_Aim_:
List each line of the records below that contains the word "hair".

_Rows from a dataset_:
--- start ---

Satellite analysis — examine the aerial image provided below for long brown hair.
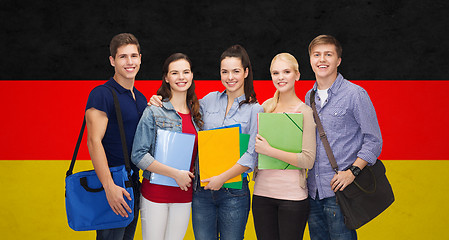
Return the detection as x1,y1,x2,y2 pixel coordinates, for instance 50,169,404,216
157,53,204,129
220,44,257,106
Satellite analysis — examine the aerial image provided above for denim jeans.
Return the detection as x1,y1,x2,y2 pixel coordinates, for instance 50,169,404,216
97,182,140,240
192,179,250,240
308,195,357,240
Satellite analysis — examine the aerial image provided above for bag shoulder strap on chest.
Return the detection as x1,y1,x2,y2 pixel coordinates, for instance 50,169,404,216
310,89,338,173
66,85,131,179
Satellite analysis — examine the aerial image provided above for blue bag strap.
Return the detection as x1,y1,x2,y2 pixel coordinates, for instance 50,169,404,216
66,85,132,184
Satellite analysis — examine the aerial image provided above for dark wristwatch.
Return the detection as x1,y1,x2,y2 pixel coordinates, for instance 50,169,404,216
349,165,362,177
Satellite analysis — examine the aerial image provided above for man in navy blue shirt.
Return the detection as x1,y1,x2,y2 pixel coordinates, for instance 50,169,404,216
305,35,382,240
86,33,147,240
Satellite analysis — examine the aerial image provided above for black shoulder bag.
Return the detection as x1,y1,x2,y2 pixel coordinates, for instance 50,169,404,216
310,90,394,229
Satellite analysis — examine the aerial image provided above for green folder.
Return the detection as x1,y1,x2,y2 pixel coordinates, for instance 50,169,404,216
223,133,250,189
258,113,303,169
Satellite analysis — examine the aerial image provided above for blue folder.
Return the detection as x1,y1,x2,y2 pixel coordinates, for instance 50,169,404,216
150,129,195,187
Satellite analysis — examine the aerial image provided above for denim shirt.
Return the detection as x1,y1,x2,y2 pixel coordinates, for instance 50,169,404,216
131,101,198,186
200,91,263,173
305,74,382,199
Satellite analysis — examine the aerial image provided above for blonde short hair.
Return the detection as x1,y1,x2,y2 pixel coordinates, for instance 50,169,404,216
309,35,343,58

--- end ---

_Answer to the exercise_:
Satellite analysis — examine the aerial image provided below for long brown hair.
Satellite analysis — examine the aerial image provided above for blonde short hair.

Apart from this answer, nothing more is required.